Please quote only the lines that start at the one with "line, e.g. [241,149]" and go on to the last line of the data, both ends kept.

━━━━━━

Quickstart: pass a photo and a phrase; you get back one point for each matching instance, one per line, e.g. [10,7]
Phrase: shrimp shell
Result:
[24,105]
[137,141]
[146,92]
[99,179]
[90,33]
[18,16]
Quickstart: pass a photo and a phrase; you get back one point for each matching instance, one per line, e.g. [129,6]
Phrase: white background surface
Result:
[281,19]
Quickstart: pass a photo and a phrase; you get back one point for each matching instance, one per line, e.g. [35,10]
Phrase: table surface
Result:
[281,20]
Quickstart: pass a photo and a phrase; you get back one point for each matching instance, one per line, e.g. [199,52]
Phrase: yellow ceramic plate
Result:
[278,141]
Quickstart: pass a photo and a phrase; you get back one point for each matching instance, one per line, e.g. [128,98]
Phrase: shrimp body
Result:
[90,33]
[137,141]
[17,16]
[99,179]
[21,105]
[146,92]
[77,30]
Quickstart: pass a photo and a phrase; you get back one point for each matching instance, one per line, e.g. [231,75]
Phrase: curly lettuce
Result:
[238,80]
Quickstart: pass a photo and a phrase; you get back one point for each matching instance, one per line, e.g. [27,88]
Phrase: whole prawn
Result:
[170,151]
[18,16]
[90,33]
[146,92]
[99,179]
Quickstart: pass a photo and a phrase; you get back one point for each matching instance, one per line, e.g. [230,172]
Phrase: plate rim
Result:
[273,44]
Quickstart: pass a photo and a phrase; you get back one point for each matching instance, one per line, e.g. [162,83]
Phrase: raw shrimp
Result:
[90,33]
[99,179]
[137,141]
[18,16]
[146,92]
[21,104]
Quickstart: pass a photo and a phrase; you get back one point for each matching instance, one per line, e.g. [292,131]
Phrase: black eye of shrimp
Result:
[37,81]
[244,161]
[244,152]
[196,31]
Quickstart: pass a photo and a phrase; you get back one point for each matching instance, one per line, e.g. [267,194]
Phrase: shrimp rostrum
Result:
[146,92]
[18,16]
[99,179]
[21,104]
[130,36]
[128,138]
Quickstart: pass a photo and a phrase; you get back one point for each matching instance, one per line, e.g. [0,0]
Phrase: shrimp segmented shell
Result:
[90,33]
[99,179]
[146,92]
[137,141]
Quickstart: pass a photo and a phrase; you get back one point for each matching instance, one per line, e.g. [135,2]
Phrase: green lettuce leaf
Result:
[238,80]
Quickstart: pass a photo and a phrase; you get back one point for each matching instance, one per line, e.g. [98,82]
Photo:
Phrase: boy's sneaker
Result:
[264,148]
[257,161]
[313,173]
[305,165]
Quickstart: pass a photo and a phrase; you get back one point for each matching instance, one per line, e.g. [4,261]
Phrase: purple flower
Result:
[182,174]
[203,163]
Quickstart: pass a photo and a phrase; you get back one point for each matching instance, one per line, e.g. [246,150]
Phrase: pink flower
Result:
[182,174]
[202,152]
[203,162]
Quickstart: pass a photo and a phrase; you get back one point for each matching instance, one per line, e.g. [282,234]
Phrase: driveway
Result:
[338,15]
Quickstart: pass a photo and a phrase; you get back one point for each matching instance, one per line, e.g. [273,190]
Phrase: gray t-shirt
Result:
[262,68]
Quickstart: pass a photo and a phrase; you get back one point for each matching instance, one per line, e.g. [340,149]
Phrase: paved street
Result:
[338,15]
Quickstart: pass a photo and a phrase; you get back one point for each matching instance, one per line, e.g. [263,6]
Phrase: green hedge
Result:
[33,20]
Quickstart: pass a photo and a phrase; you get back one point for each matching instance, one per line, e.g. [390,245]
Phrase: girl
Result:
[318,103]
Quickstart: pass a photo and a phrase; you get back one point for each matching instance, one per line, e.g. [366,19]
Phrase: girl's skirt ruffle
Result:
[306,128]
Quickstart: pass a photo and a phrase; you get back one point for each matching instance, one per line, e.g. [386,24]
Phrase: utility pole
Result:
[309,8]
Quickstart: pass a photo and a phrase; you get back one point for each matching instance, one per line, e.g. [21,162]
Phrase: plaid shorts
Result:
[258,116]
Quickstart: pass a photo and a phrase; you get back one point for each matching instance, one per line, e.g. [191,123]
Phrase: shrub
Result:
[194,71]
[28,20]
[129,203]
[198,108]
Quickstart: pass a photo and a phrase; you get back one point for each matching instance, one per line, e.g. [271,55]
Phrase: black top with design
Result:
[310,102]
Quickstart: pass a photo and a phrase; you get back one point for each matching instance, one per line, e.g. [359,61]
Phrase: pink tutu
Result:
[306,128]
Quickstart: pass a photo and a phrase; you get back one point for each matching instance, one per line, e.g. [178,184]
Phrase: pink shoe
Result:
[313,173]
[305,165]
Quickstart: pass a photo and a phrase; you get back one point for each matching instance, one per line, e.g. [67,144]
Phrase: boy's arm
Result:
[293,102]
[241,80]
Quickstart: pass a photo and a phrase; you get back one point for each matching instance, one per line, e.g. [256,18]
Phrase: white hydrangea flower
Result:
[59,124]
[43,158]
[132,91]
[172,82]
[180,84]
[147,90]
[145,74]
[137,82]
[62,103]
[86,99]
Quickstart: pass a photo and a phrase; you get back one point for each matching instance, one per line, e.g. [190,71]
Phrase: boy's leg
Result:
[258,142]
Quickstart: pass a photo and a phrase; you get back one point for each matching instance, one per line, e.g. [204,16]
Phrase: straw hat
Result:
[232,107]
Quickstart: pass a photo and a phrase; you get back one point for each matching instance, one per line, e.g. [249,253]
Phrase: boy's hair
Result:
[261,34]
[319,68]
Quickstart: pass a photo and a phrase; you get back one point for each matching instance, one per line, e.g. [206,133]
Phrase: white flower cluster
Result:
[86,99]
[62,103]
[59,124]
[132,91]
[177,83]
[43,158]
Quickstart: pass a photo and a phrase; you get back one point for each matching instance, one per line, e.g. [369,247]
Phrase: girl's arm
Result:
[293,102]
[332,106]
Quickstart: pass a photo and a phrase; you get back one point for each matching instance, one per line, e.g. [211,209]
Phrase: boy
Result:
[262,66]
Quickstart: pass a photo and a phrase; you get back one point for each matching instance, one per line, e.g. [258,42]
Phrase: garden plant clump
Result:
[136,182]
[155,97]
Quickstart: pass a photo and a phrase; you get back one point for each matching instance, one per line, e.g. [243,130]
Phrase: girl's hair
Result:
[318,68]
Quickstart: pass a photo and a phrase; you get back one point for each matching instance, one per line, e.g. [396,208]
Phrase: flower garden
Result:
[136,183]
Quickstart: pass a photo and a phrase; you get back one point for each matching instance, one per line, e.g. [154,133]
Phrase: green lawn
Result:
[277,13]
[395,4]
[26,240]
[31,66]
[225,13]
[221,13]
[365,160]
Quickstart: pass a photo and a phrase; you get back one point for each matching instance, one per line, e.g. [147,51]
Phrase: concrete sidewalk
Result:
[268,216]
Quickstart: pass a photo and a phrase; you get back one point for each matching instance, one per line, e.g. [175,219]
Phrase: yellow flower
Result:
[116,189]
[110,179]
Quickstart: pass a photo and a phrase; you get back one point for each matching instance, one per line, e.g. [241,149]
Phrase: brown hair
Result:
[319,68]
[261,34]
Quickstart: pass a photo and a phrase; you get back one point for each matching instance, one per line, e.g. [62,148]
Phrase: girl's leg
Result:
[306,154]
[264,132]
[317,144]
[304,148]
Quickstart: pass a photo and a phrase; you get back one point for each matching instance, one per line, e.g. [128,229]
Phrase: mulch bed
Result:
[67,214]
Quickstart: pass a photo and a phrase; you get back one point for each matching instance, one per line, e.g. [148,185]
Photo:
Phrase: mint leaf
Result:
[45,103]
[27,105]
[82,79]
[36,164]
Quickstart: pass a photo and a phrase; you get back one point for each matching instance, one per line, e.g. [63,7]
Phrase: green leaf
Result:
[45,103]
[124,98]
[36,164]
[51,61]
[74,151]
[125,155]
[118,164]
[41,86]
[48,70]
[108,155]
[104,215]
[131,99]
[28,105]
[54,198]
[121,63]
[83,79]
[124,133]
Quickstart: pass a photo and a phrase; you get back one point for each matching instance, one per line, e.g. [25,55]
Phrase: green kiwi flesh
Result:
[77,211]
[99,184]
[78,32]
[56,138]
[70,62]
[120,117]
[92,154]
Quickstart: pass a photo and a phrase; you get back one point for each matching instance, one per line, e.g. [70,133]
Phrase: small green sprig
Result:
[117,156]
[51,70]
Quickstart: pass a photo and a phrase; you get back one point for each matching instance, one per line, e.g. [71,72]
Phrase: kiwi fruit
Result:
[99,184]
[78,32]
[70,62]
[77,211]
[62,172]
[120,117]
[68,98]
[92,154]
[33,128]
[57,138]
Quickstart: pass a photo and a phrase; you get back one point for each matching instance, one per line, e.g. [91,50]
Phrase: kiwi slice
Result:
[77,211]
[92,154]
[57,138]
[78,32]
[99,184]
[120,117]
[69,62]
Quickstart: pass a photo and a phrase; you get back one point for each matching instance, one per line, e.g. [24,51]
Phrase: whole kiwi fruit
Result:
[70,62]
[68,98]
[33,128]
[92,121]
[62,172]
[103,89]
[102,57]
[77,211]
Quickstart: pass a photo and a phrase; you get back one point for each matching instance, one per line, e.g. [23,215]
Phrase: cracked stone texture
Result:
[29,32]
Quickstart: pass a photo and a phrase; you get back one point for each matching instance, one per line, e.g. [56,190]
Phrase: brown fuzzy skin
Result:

━━━━━━

*Output of the exercise*:
Quickstart: pass a photo and a phrase; you get back one point for each matching instance, one per line, e.g. [241,149]
Phrase: brown hair
Result:
[319,68]
[261,34]
Quickstart: pass a photo and a phrase; you get back one point for each matching instance, one per line, e.g. [62,148]
Phrase: girl's leg
Result:
[306,154]
[264,132]
[317,144]
[304,148]
Quickstart: pass a photo and a phrase; you get back one point for each matching instance, one per line, e.g. [128,229]
Phrase: mulch bed
Result:
[67,214]
Quickstart: pass a photo and a phrase; you get back one point for each matching instance, one per line, e.g. [148,185]
Photo:
Phrase: mint leaf
Result:
[45,103]
[27,105]
[82,79]
[36,164]
Quickstart: pass a photo and a phrase; you get back one point for each matching instance, one per line, e.g. [63,7]
Phrase: green leaf
Result:
[45,103]
[124,98]
[36,164]
[51,61]
[74,151]
[125,155]
[118,164]
[41,86]
[48,70]
[108,155]
[104,215]
[131,99]
[28,105]
[54,198]
[121,63]
[83,79]
[124,133]
Quickstart: pass a photo and a phrase; you get back one point for each matching instance, one per line, e.g. [25,55]
Phrase: green kiwi flesh
Result:
[77,211]
[99,184]
[78,32]
[56,138]
[70,62]
[120,117]
[92,154]
Quickstart: pass a photo and a phrase; you get back one point for each matching instance, one per line, e.g. [70,133]
Phrase: small green sprig
Result:
[117,156]
[51,70]
Quickstart: pass a photo and a phrase; you get back one point for each matching instance, one per line, e.g. [71,72]
Phrase: kiwi fruit
Result:
[99,184]
[78,32]
[70,62]
[77,211]
[62,172]
[120,117]
[68,98]
[92,154]
[33,128]
[57,138]
Quickstart: pass a photo and a phrase; you get back one point for each matching instance, one per line, e.g. [91,50]
Phrase: kiwi slice
Result:
[77,211]
[92,154]
[57,138]
[78,32]
[99,184]
[120,117]
[69,62]
Quickstart: pass a photo and a phrase; you get back one point for each matching instance, one per line, e.g. [24,51]
Phrase: whole kiwi fruit
Result:
[70,62]
[68,98]
[33,128]
[92,121]
[62,172]
[103,89]
[102,57]
[77,211]
Quickstart: pass a photo and a phrase; you get back one point for each matching instance, one per line, e.g. [23,215]
Phrase: cracked stone texture
Result:
[29,32]
Quickstart: pass a photo and a phrase; you get back one point for each matching instance, one per line, e.g. [56,190]
Phrase: brown fuzzy skin
Result:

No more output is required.